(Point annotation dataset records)
-*-*-

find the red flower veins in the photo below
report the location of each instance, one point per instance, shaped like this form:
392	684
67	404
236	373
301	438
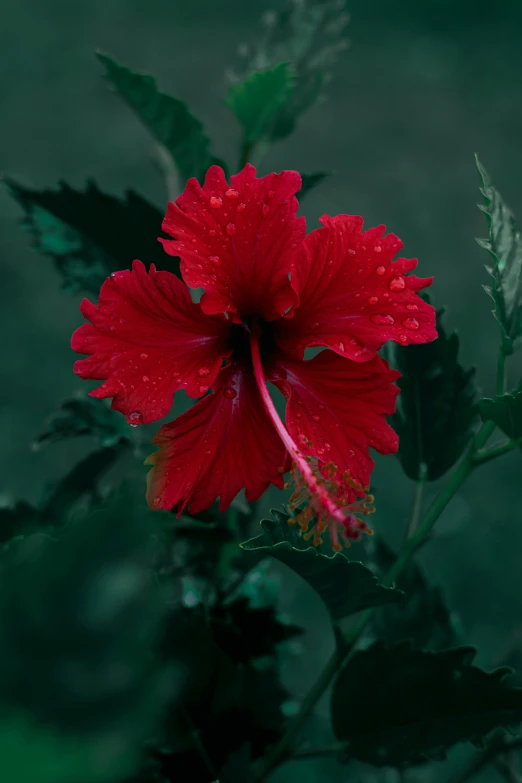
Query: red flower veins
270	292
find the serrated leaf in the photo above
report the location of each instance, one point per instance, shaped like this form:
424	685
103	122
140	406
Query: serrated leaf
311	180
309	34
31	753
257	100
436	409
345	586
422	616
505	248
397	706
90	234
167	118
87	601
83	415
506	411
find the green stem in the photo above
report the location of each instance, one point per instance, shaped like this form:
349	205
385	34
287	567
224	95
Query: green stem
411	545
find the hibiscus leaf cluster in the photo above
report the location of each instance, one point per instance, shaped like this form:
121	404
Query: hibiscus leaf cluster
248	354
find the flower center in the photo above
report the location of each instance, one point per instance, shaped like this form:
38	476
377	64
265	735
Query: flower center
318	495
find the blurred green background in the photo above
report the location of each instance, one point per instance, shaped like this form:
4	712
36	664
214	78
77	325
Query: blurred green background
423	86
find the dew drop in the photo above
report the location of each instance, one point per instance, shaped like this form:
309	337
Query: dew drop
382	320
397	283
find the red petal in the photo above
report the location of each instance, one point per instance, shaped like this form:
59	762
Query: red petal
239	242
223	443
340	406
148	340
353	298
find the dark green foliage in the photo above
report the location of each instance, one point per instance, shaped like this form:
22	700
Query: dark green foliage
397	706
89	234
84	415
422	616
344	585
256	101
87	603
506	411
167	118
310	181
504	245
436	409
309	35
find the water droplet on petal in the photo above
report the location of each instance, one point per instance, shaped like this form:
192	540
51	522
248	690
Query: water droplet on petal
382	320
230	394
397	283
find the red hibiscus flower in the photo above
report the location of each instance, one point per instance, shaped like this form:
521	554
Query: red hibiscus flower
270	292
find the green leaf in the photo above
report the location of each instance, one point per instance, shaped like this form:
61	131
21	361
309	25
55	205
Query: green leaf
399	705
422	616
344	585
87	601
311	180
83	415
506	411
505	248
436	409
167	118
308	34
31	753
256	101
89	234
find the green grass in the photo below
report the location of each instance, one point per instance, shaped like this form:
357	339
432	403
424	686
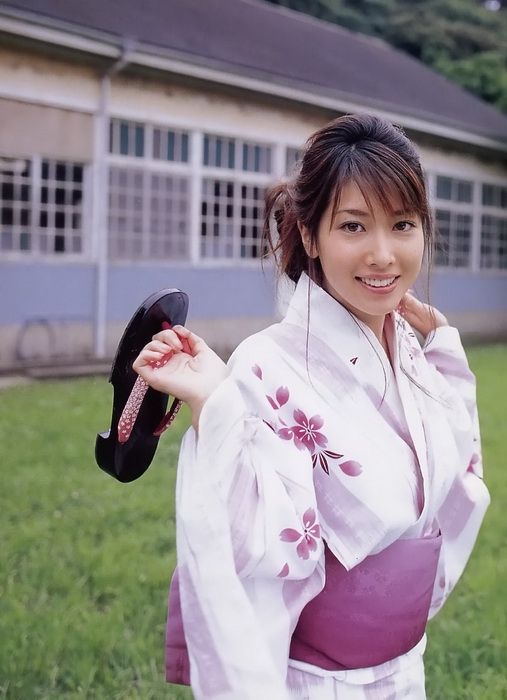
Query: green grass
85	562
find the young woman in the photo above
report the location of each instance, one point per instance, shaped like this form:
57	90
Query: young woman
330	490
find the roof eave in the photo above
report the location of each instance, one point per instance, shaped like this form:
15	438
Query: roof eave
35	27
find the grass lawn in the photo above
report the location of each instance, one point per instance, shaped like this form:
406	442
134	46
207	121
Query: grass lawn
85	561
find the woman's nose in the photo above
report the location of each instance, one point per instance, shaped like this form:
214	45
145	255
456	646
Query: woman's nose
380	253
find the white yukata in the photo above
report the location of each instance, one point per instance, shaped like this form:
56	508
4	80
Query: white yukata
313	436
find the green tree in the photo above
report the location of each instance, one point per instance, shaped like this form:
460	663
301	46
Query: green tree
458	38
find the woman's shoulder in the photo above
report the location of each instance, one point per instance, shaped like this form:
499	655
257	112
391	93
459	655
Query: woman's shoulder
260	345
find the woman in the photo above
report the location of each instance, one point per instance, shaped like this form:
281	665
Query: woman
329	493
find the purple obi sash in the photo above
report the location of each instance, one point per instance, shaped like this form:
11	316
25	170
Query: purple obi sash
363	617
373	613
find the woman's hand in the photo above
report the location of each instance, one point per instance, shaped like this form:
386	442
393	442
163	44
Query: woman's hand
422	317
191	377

-*-*-

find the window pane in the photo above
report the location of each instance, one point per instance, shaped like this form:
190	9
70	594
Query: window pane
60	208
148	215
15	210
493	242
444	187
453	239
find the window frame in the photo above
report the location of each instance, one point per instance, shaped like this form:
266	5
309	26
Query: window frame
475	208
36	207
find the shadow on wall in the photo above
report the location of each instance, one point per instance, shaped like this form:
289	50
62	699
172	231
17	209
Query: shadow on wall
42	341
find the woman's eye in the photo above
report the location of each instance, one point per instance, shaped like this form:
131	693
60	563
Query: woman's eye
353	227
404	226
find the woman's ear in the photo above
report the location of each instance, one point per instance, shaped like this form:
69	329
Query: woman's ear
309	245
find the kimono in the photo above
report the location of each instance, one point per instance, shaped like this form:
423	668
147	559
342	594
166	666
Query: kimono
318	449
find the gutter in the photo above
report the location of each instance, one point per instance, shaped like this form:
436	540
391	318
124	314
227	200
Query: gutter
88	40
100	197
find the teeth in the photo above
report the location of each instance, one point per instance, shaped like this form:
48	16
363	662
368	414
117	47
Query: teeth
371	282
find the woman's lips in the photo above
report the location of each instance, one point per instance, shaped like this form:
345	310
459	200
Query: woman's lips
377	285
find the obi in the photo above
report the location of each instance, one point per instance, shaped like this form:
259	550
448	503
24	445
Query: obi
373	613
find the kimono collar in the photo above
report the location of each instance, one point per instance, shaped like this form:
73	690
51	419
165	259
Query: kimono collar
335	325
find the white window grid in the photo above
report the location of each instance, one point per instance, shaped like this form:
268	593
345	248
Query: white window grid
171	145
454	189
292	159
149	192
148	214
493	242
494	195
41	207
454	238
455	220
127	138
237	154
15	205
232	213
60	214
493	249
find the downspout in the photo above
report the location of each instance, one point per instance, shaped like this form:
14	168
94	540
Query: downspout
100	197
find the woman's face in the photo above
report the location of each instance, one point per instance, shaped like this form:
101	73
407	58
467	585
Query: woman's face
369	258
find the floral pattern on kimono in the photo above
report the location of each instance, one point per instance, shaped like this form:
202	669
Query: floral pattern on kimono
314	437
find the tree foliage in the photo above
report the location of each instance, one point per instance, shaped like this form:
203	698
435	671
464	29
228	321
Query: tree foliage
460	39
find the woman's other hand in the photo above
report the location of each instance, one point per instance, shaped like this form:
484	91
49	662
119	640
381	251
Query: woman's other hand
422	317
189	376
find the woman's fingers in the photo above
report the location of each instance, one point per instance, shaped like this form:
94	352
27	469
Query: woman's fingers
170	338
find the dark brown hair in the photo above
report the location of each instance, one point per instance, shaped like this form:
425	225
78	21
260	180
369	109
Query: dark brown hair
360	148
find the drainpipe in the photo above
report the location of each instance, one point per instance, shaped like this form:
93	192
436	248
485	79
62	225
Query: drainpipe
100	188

-*-*-

TO BE DONE -> Count the lines of the data above that contain the string "cluster", treating uppercase and lowercase as different. Give only the number.

ANSWER TO THIS EXERCISE -> 2